EXERCISE
Extract every record, exactly as written, and ignore the pictures.

Natural language region descriptions:
╭──
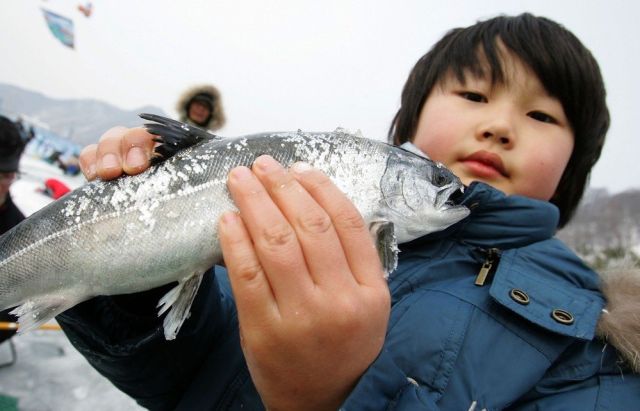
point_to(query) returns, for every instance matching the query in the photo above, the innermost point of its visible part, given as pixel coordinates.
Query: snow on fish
(139, 232)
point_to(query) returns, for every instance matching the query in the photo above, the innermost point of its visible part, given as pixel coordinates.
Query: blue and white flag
(60, 26)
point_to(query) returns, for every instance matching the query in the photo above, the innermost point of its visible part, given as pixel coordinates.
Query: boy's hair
(564, 66)
(11, 146)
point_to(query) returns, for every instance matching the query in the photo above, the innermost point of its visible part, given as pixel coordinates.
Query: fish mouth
(488, 163)
(450, 196)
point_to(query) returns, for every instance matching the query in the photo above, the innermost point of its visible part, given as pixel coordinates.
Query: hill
(80, 120)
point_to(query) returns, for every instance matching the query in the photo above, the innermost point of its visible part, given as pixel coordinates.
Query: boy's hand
(312, 302)
(120, 150)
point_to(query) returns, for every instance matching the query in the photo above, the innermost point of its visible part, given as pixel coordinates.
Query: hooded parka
(214, 99)
(523, 337)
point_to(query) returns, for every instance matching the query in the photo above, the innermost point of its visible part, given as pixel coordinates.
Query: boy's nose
(499, 129)
(503, 139)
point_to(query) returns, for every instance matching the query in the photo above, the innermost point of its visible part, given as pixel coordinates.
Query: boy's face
(512, 136)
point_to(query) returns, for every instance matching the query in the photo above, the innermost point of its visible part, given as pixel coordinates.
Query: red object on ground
(56, 188)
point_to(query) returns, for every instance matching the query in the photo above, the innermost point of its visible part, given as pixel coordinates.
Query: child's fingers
(352, 231)
(251, 289)
(88, 159)
(274, 240)
(314, 231)
(109, 158)
(136, 149)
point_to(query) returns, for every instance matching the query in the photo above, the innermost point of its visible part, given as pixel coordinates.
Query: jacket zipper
(492, 257)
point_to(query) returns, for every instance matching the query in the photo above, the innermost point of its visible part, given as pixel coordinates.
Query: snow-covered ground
(49, 374)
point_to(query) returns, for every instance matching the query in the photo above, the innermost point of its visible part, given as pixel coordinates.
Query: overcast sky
(296, 64)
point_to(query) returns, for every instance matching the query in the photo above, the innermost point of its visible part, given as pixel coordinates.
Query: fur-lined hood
(217, 119)
(619, 324)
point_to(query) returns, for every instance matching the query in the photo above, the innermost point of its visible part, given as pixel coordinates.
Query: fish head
(421, 195)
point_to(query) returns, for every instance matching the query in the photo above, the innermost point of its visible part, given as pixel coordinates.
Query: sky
(296, 64)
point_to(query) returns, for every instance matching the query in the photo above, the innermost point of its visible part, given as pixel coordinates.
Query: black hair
(565, 67)
(11, 145)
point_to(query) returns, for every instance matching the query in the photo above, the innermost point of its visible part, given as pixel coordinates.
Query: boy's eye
(540, 116)
(471, 96)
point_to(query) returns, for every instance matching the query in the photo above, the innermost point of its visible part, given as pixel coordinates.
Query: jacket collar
(499, 220)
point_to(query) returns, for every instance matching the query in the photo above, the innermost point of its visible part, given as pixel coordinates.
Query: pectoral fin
(178, 301)
(173, 136)
(385, 240)
(35, 312)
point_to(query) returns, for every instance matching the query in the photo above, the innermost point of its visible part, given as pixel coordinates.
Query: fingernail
(110, 161)
(240, 173)
(136, 157)
(229, 217)
(91, 173)
(301, 167)
(265, 163)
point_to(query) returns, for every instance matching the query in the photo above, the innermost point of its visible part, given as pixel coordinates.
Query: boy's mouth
╰──
RESULT
point_to(query) returns, for every instance matching the query in the photo above, the innermost point of its visible part, given as pixel coordinates.
Query: snow on fish
(139, 232)
point_to(query) returns, for every instance matching the query in the photo above, the innermost point of its visible part, given as pixel coordinates.
Query: blue and white flag
(60, 26)
point_to(query) returns, for every instance matching the query in the photo above, the innermost point of its visible part, given as pixel coordinates.
Query: boy's hair
(564, 66)
(11, 146)
point_to(query) returns, for every instance matching the query in the photo above, the innermost point of its visible part, given as pixel coordinates.
Query: fish mouth
(488, 163)
(450, 196)
point_to(query) returns, for every instance matching the query in the photo above, the innermost point of its visible part, given as pixel coordinates.
Query: hill
(80, 120)
point_to(query) returns, for every instance matching the query in the photo above, the innermost point of its visible part, given as pixel coordinates.
Query: boy's hand
(312, 302)
(120, 150)
point_to(query) returns, for every instance matching the query in the photo above, the innermost point of its visible part, given as pixel coordinates.
Query: hooded parka
(214, 99)
(523, 337)
point_to(query) returns, for every instance matching the query in the photo above, the innermost point of its visible part, given as pixel coordinates.
Query: boy's nose
(499, 129)
(503, 139)
point_to(query) returns, for every instance matching the query in the photo above, the innermost point of its visible part, given as pixel coordinates.
Query: boy's face
(512, 136)
point_to(query) returns, for every instance matching the query in the photo above, the innermost point of its visible part, given as pixel coordinates.
Query: red object on ground
(56, 188)
point_to(query) returns, for every instance matching the query in the photo above, the innermost point of its visible part, given as pixel coordinates.
Query: child's fingers
(352, 231)
(251, 289)
(88, 159)
(274, 240)
(314, 231)
(109, 158)
(136, 149)
point_to(query) returns, for every instance matching the query in the photo above, the innermost point of its visible part, given as pixel coordinates.
Query: jacket zipper
(492, 257)
point_to(query) returns, for every instance matching the query in the photo above, the innermost point of its visible part, given as pixel coordinates.
Query: snow-covered ground
(49, 374)
point_to(query) returns, for every instance matching the query in the photo above, the innermost point of its visible part, given as pixel coordinates.
Query: overcast sky
(296, 64)
point_to(query) returns, for every instance matching the query in the photo above, the innermost point of its visible part, given as pixel coordinates.
Query: fur-lined hood
(217, 119)
(619, 324)
point_to(query) returns, for every instance matching the query in the photo above, the innermost point of its visible part, given as pixel coordinates.
Query: fish head
(421, 195)
point_to(query) returns, for every instance matching the query in the photo above, the innermost point of its visible part, given as pixel coordinates.
Query: sky
(296, 64)
point_to(query) returns, for every instance matching the query in the photo above, the innermost point of its visible part, given as pixel coordinates.
Query: black hair
(565, 67)
(11, 145)
point_to(query) returns, for every instance matching the query in the photo above, the innermost point of its visible part, given as pixel coordinates.
Query: boy's eye
(540, 116)
(471, 96)
point_to(query) returns, for every instance matching the query in the photo above, the innermost point of its visible part, given as pixel coordinates.
Query: jacket collar
(499, 220)
point_to(query) returns, for every instance matching the query in the photo above, the innermost point of its visible part, given as pixel coordinates.
Query: pectoral fin
(178, 301)
(173, 136)
(385, 240)
(35, 312)
point_to(query) returns, for every instance matching the query in the photo above, the innermost point of its visible part, given as pixel coordinates.
Query: fingernail
(110, 161)
(240, 173)
(136, 157)
(229, 217)
(91, 173)
(301, 167)
(265, 163)
point_to(query) returns, for every instance matching the query in the photo above, the innermost point of its visible part, given as pixel coordinates.
Query: boy's mouth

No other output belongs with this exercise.